§ Work instructions: Return each line of the data below that contains the string "ridge".
────
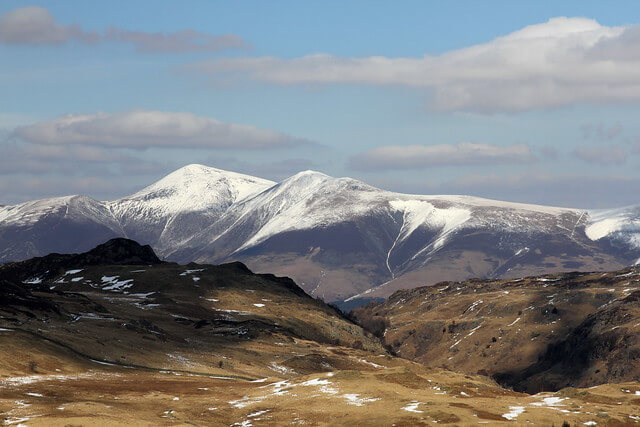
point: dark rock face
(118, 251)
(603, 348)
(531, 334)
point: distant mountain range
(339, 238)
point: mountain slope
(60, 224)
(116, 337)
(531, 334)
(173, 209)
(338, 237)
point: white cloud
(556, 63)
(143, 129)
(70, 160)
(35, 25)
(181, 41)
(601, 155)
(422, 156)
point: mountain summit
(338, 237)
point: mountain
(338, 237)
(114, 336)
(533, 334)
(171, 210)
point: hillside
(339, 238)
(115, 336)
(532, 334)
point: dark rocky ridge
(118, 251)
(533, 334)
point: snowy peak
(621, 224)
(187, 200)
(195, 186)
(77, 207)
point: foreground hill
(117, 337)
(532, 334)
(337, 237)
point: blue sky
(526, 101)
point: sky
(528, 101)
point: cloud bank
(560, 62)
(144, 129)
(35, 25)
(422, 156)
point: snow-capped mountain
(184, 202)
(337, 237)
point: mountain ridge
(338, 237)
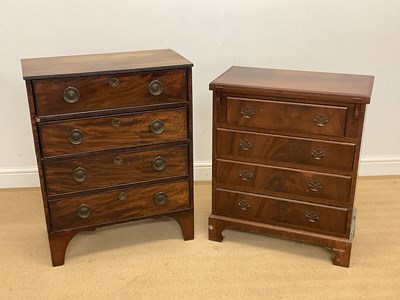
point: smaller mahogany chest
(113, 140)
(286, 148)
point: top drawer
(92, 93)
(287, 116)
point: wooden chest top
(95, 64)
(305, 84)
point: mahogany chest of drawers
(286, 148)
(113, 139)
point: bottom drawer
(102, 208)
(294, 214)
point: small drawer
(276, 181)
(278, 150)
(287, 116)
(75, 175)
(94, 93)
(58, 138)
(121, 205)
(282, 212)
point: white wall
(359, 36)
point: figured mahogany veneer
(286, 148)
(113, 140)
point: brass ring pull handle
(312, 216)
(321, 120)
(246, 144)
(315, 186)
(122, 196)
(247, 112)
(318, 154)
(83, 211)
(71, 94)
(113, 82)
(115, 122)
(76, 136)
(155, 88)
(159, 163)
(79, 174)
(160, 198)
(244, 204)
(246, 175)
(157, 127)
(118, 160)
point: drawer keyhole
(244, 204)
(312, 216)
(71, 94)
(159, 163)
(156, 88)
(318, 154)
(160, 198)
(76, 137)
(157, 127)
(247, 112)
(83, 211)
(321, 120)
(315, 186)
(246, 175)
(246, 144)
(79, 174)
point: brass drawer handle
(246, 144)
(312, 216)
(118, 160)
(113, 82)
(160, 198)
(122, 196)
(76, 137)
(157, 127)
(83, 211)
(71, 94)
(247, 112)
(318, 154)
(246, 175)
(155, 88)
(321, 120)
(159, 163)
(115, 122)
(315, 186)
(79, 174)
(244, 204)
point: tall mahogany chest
────
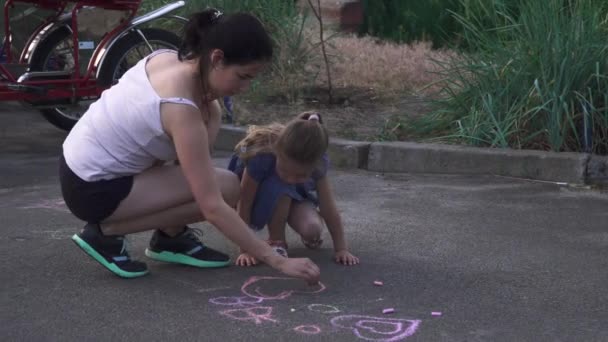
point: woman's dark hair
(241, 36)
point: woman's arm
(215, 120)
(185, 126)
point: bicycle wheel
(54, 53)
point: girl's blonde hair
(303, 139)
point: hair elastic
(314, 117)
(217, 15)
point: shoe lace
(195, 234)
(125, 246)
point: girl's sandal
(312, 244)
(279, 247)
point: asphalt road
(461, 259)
────
§ Exercise solution:
point: dark rocky ridge
point: mountain ridge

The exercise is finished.